THE TASK:
Reproduce the records below without any changes, starting at their very beginning and ending at the line that contains "429, 1152, 447]]", with that line included. Leave the pictures out of your answer.

TASK INPUT:

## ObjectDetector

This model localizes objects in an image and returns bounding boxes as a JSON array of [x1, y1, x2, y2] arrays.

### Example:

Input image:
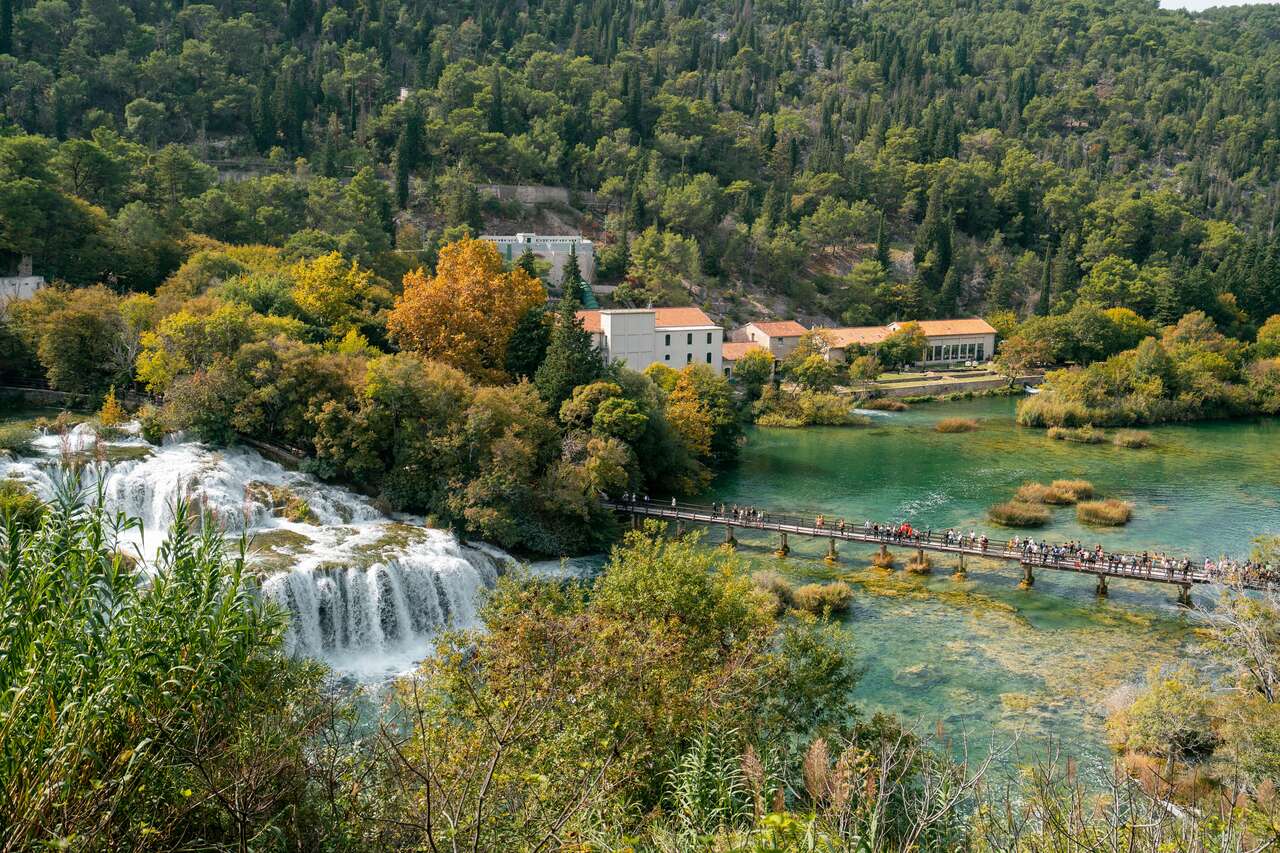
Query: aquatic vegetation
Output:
[[0, 424, 36, 456], [987, 501, 1048, 528], [751, 570, 795, 611], [858, 397, 910, 411], [902, 552, 933, 575], [933, 418, 978, 433], [1111, 429, 1152, 447], [1048, 424, 1107, 444], [1075, 498, 1133, 528], [792, 580, 854, 615]]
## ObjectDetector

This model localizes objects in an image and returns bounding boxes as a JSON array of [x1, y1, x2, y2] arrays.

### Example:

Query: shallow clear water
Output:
[[705, 398, 1280, 760]]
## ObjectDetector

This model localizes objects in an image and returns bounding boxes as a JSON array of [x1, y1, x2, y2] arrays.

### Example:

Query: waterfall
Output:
[[0, 424, 509, 678]]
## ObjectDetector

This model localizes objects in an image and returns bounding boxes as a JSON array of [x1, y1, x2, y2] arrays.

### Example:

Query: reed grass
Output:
[[987, 501, 1048, 528], [1048, 424, 1107, 444], [1075, 498, 1133, 528], [933, 418, 978, 433], [792, 580, 854, 615], [1111, 429, 1152, 447]]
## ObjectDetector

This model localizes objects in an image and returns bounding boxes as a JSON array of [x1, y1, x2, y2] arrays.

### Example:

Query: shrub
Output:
[[794, 580, 854, 613], [859, 397, 910, 411], [987, 501, 1048, 528], [0, 479, 45, 530], [1048, 480, 1093, 503], [0, 424, 36, 456], [1111, 429, 1151, 447], [1048, 424, 1107, 444], [904, 553, 933, 575], [751, 571, 795, 607], [1075, 498, 1133, 528], [933, 418, 978, 433], [1014, 483, 1056, 503]]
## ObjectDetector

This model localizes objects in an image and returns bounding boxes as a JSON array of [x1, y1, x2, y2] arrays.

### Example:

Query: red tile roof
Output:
[[893, 316, 996, 338], [577, 307, 716, 334], [826, 325, 893, 350], [749, 320, 809, 338], [721, 341, 768, 361]]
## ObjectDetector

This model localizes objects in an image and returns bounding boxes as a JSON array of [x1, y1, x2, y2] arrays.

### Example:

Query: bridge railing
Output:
[[607, 500, 1280, 588]]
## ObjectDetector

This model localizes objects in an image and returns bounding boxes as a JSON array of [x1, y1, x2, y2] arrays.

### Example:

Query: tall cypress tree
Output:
[[876, 210, 893, 270], [1036, 250, 1053, 316], [534, 295, 604, 411]]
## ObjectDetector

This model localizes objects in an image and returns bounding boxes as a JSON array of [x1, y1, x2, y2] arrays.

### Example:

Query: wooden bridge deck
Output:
[[604, 501, 1267, 594]]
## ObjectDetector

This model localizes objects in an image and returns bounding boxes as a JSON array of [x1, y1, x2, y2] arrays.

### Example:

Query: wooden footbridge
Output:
[[604, 500, 1267, 606]]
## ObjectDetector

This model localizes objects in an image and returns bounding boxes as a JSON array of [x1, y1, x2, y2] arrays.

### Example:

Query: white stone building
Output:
[[733, 320, 809, 360], [824, 318, 996, 368], [480, 233, 595, 286], [577, 307, 724, 374]]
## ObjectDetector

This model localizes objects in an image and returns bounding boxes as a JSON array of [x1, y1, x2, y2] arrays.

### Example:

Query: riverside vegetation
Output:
[[0, 489, 1280, 853]]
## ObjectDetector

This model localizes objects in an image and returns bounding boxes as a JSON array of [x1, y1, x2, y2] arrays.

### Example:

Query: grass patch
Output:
[[987, 501, 1048, 528], [1050, 480, 1093, 503], [933, 418, 978, 433], [1111, 429, 1152, 447], [0, 424, 36, 456], [792, 580, 854, 615], [1048, 424, 1107, 444], [858, 397, 910, 411], [1075, 498, 1133, 528], [751, 570, 796, 612]]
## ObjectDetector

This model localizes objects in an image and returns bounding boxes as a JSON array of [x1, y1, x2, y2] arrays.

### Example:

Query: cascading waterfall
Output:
[[0, 424, 508, 678]]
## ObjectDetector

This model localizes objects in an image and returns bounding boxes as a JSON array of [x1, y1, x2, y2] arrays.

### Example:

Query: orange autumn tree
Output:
[[387, 237, 547, 382]]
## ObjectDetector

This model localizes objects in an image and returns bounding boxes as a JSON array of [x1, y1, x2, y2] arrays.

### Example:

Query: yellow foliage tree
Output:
[[289, 252, 374, 334], [387, 237, 547, 382], [667, 371, 716, 459]]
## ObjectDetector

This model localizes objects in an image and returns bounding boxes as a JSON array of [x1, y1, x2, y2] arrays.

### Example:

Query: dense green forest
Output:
[[0, 0, 1280, 328]]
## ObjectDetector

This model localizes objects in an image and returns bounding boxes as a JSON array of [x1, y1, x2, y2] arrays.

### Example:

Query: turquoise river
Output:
[[705, 398, 1280, 763]]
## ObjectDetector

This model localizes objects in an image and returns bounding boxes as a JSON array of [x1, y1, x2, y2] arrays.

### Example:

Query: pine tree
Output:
[[561, 246, 586, 305], [534, 295, 604, 411], [507, 302, 552, 379], [876, 210, 893, 272], [1036, 251, 1053, 316]]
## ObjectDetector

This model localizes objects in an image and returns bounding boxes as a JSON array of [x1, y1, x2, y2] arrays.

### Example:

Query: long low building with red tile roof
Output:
[[577, 307, 724, 374]]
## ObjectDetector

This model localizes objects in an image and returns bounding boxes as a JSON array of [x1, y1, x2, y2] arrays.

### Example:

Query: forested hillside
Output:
[[0, 0, 1280, 330]]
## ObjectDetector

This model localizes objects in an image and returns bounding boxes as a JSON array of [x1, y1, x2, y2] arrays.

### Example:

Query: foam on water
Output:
[[0, 424, 509, 679]]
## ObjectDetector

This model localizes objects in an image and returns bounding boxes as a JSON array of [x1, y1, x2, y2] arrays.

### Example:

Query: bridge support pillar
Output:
[[1018, 562, 1036, 589]]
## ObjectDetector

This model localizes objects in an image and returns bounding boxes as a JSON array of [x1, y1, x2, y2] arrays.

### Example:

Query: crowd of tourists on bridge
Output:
[[622, 494, 1280, 587]]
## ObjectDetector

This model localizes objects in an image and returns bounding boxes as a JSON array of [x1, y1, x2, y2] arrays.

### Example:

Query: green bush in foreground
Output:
[[1075, 498, 1133, 528], [0, 480, 330, 850], [987, 501, 1048, 528]]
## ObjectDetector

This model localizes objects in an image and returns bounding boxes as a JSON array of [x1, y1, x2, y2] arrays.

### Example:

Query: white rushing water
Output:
[[0, 424, 509, 679]]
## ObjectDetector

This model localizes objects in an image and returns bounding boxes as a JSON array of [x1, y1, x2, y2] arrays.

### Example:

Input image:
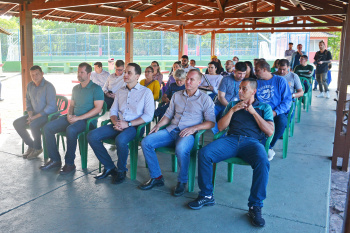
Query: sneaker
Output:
[[187, 195, 215, 210], [326, 91, 331, 99], [22, 147, 34, 159], [248, 206, 265, 227], [316, 92, 324, 98], [27, 149, 43, 159], [267, 149, 276, 161]]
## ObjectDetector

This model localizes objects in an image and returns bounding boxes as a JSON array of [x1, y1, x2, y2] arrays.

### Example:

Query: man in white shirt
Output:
[[90, 61, 109, 88], [102, 60, 125, 109], [87, 61, 154, 184]]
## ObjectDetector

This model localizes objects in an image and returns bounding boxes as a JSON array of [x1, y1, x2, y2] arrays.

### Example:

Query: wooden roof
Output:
[[0, 0, 349, 34]]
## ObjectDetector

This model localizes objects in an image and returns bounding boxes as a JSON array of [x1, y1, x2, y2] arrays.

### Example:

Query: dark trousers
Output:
[[13, 115, 47, 150]]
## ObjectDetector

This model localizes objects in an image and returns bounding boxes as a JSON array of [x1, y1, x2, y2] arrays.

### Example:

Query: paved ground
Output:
[[0, 74, 348, 233]]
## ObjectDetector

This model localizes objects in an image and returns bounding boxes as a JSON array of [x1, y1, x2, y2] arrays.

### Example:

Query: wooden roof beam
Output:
[[185, 22, 342, 30], [133, 0, 177, 22], [134, 9, 345, 22], [28, 0, 135, 11]]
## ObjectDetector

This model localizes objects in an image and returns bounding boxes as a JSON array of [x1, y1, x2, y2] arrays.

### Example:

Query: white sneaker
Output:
[[326, 91, 331, 99], [316, 92, 324, 98], [267, 149, 276, 161]]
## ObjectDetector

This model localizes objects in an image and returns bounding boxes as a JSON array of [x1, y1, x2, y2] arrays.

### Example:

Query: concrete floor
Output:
[[0, 72, 335, 233]]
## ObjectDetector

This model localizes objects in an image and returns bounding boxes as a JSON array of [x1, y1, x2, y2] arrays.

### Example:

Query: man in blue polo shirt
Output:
[[188, 78, 274, 227], [40, 62, 104, 175], [255, 60, 292, 160]]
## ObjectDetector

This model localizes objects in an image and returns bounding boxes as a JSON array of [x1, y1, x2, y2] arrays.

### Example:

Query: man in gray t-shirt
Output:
[[273, 59, 304, 99]]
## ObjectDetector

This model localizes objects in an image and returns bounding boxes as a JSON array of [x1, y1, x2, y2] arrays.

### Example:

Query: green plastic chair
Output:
[[56, 102, 107, 169], [282, 102, 296, 159], [99, 120, 151, 180], [156, 124, 205, 192], [22, 95, 68, 159], [212, 128, 273, 187]]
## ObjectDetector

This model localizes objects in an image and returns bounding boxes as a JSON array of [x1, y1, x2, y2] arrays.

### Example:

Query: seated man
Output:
[[294, 55, 314, 92], [102, 60, 124, 109], [188, 78, 274, 227], [90, 61, 109, 88], [212, 61, 247, 134], [221, 60, 235, 77], [139, 69, 215, 196], [13, 66, 57, 159], [255, 59, 292, 160], [40, 62, 103, 175], [273, 59, 304, 100], [88, 63, 154, 184]]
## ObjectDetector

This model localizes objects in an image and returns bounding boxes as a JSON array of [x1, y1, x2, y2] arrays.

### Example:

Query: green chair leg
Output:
[[227, 163, 233, 183], [171, 155, 177, 172]]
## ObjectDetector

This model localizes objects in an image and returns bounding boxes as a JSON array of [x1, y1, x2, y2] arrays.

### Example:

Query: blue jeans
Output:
[[211, 104, 226, 134], [13, 115, 47, 150], [44, 116, 94, 165], [270, 113, 288, 148], [87, 124, 137, 172], [141, 128, 194, 183], [198, 135, 270, 207]]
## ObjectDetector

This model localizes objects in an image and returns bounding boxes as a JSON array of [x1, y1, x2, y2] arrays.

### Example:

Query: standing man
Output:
[[91, 61, 109, 88], [40, 62, 103, 175], [139, 69, 215, 196], [212, 61, 247, 134], [188, 78, 274, 227], [294, 55, 314, 93], [102, 60, 124, 109], [221, 60, 236, 77], [13, 66, 57, 159], [314, 41, 332, 99], [284, 42, 295, 61], [273, 59, 304, 100], [290, 44, 306, 71], [181, 55, 194, 73], [255, 60, 292, 160], [87, 63, 154, 184]]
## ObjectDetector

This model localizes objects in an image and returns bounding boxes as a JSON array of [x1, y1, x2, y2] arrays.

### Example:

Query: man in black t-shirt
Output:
[[314, 41, 332, 99]]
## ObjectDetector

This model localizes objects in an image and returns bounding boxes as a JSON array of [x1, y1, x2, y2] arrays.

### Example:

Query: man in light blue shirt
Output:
[[87, 63, 154, 184], [13, 66, 57, 159], [40, 62, 104, 175]]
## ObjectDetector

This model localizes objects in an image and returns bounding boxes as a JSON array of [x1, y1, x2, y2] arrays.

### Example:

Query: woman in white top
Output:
[[200, 62, 223, 98]]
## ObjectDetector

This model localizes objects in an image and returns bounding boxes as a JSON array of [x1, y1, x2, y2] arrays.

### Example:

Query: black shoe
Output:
[[139, 176, 164, 190], [40, 159, 62, 171], [187, 195, 215, 210], [174, 182, 186, 197], [248, 206, 265, 227], [94, 168, 117, 180], [112, 172, 126, 184]]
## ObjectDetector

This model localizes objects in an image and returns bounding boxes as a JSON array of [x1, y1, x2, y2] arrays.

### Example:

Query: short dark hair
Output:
[[128, 62, 142, 75], [278, 59, 289, 66], [145, 66, 154, 73], [208, 61, 219, 69], [242, 77, 258, 90], [115, 60, 125, 67], [94, 61, 102, 67], [256, 59, 271, 72], [30, 65, 43, 73], [78, 62, 92, 74], [235, 61, 247, 72], [181, 55, 188, 60], [187, 69, 203, 79]]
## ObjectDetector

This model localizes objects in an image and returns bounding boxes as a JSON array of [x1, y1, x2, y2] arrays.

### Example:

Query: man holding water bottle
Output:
[[212, 62, 247, 134]]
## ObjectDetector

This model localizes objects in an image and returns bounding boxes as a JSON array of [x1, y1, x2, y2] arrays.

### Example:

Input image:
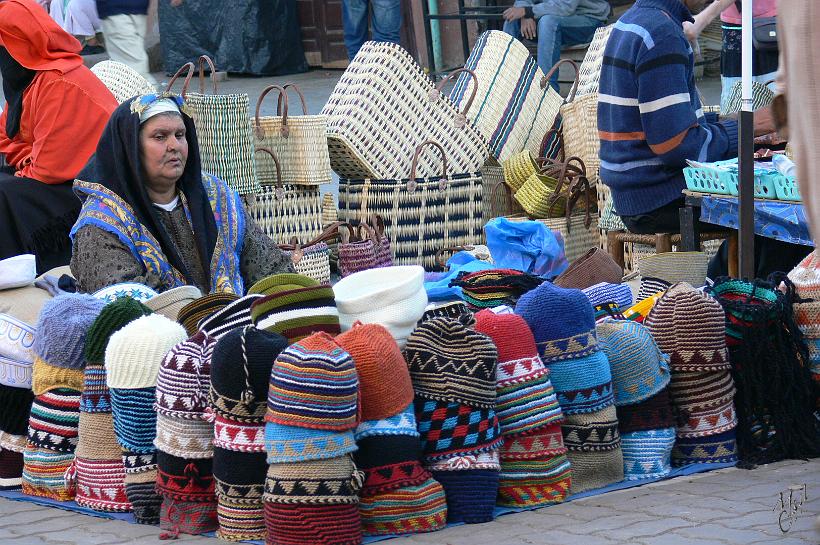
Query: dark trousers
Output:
[[621, 198, 812, 279]]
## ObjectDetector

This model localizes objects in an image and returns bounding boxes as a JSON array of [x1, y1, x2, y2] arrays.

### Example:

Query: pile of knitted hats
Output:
[[404, 317, 503, 523], [645, 282, 737, 465], [515, 283, 624, 493], [74, 297, 151, 511], [263, 332, 362, 545], [105, 310, 187, 524], [23, 294, 105, 501], [476, 309, 571, 507], [596, 319, 675, 480], [336, 324, 447, 536]]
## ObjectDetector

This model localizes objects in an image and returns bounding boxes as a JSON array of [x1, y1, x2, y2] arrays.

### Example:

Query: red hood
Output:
[[0, 0, 83, 74]]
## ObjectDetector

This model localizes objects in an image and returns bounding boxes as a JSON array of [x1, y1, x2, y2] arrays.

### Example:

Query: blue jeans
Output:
[[504, 15, 604, 90], [342, 0, 401, 60]]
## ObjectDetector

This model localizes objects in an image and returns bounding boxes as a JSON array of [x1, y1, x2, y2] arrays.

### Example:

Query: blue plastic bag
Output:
[[484, 218, 569, 279]]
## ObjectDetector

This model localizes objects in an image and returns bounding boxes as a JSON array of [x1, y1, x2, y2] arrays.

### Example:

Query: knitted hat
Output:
[[497, 454, 572, 508], [199, 293, 262, 340], [23, 445, 75, 501], [0, 314, 37, 364], [672, 429, 737, 466], [74, 456, 131, 512], [596, 320, 669, 407], [105, 314, 188, 389], [145, 286, 202, 322], [209, 327, 288, 424], [646, 283, 731, 371], [264, 502, 362, 545], [555, 248, 624, 289], [433, 469, 499, 524], [85, 297, 151, 364], [333, 265, 427, 348], [0, 448, 23, 490], [336, 324, 413, 420], [359, 476, 447, 536], [28, 388, 80, 453], [251, 273, 341, 343], [618, 386, 675, 434], [265, 422, 356, 464], [413, 396, 502, 461], [177, 292, 239, 336], [404, 318, 498, 408], [354, 402, 419, 441], [561, 405, 624, 494], [450, 269, 544, 310], [264, 456, 362, 504], [91, 282, 157, 304], [0, 384, 34, 435], [265, 333, 359, 431], [515, 282, 598, 362], [32, 293, 105, 369], [621, 428, 675, 481]]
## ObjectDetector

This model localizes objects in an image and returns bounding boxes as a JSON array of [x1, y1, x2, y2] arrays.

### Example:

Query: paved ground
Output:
[[0, 460, 820, 545]]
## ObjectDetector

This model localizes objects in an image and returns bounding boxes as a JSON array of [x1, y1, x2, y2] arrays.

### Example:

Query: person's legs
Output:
[[342, 0, 368, 60], [370, 0, 401, 44]]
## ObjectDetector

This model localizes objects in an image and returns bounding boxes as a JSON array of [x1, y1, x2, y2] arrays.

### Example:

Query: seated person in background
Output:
[[504, 0, 611, 90], [71, 95, 292, 295], [0, 0, 117, 272], [598, 0, 809, 279]]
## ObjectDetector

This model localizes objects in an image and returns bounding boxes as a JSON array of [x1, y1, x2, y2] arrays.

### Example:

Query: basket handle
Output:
[[254, 85, 290, 140], [407, 140, 447, 192], [541, 59, 581, 104], [165, 62, 195, 98], [199, 55, 217, 95]]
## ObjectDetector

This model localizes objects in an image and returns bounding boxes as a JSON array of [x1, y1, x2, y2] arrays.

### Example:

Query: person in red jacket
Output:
[[0, 0, 117, 271]]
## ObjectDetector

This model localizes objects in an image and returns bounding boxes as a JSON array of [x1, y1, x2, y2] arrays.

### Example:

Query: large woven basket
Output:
[[322, 42, 489, 180], [450, 30, 561, 161]]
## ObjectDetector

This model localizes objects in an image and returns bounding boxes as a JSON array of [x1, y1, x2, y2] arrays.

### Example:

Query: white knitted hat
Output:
[[105, 314, 188, 389], [145, 286, 202, 321], [333, 265, 427, 349]]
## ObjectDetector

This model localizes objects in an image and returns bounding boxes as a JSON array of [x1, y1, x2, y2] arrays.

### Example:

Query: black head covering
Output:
[[0, 46, 37, 138], [77, 97, 217, 285]]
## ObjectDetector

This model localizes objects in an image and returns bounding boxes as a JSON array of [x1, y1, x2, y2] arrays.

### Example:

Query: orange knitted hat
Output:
[[336, 322, 413, 420]]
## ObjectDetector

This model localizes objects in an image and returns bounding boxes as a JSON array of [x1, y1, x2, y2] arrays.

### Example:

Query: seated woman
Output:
[[0, 0, 117, 272], [71, 94, 292, 295]]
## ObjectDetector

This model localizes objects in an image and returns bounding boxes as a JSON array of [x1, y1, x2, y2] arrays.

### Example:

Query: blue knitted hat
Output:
[[596, 320, 670, 406], [621, 428, 675, 481], [515, 282, 599, 365], [32, 293, 106, 369]]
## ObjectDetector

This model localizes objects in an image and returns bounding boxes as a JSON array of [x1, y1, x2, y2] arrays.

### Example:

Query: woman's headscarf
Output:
[[77, 95, 217, 285]]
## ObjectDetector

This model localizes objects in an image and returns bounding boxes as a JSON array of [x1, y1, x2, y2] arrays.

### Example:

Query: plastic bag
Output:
[[484, 218, 569, 279]]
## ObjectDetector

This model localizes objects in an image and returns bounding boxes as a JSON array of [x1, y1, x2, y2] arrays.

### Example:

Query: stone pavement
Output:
[[0, 460, 820, 545]]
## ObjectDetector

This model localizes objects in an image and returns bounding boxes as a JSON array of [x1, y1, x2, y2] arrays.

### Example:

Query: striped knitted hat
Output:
[[515, 282, 599, 364], [265, 333, 359, 431], [249, 273, 341, 343], [404, 318, 498, 408], [450, 269, 544, 310], [209, 327, 288, 424], [645, 283, 731, 371], [596, 320, 669, 407], [621, 428, 675, 481], [32, 293, 105, 369], [336, 322, 413, 420], [145, 286, 202, 322], [177, 292, 239, 336]]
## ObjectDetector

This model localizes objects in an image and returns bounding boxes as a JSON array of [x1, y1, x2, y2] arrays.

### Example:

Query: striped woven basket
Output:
[[450, 30, 562, 161], [91, 61, 157, 104], [322, 42, 489, 180]]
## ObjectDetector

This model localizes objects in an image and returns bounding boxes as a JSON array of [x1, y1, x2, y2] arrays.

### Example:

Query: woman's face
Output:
[[140, 114, 188, 193]]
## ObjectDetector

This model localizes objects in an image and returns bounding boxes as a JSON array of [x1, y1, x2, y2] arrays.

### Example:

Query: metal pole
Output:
[[738, 0, 755, 279]]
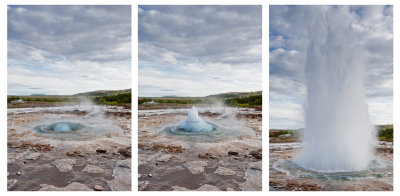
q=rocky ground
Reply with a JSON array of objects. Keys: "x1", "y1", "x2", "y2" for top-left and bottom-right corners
[
  {"x1": 138, "y1": 108, "x2": 262, "y2": 191},
  {"x1": 7, "y1": 106, "x2": 131, "y2": 191},
  {"x1": 269, "y1": 140, "x2": 393, "y2": 191}
]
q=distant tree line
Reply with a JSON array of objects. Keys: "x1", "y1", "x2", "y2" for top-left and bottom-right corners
[
  {"x1": 93, "y1": 93, "x2": 132, "y2": 105},
  {"x1": 225, "y1": 95, "x2": 262, "y2": 107}
]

SOLUTION TO THE PROBLEM:
## ObjectDetector

This model localizes objects in an image and returns bounding boxes as a JSON array of [x1, y1, x2, y2] arrays.

### Example:

Input image:
Query: aquatic vegetation
Output:
[[0, 424, 36, 456], [987, 501, 1048, 528], [751, 570, 795, 611], [858, 397, 910, 411], [902, 552, 933, 575], [933, 418, 978, 433], [1111, 429, 1152, 447], [1048, 424, 1107, 444], [1075, 498, 1133, 528], [792, 580, 854, 615]]
## ObjectDetector

This model localizes objects in an image and returns bounding boxes as a JSON array of [x1, y1, x2, y2] arrays.

### Example:

Query: shallow clear water
Output:
[[705, 398, 1280, 760]]
## ObjectDetector

This model localizes objects in an image and returns bounding boxes as a JSON array of [x1, y1, x2, y2] arrays.

### Example:

Query: waterfall
Output:
[[0, 424, 509, 678]]
## ObjectDetector

This model localizes objects in an image and returns bounding boxes as a JSON array of [x1, y1, x2, y2] arrays.

### Example:

Query: reed grass
Output:
[[987, 501, 1048, 528], [1048, 424, 1107, 444], [1075, 498, 1133, 528], [933, 418, 978, 433], [792, 580, 854, 615], [1111, 429, 1152, 447]]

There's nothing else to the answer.